(What this task involves):
Count how many lines of the material below contain the word "arched". Give only the number.
— Start Stored rows —
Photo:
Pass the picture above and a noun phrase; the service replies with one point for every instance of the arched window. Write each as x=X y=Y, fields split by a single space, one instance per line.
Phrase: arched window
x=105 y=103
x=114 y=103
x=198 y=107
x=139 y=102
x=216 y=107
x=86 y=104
— End Stored rows —
(Solution to the problem):
2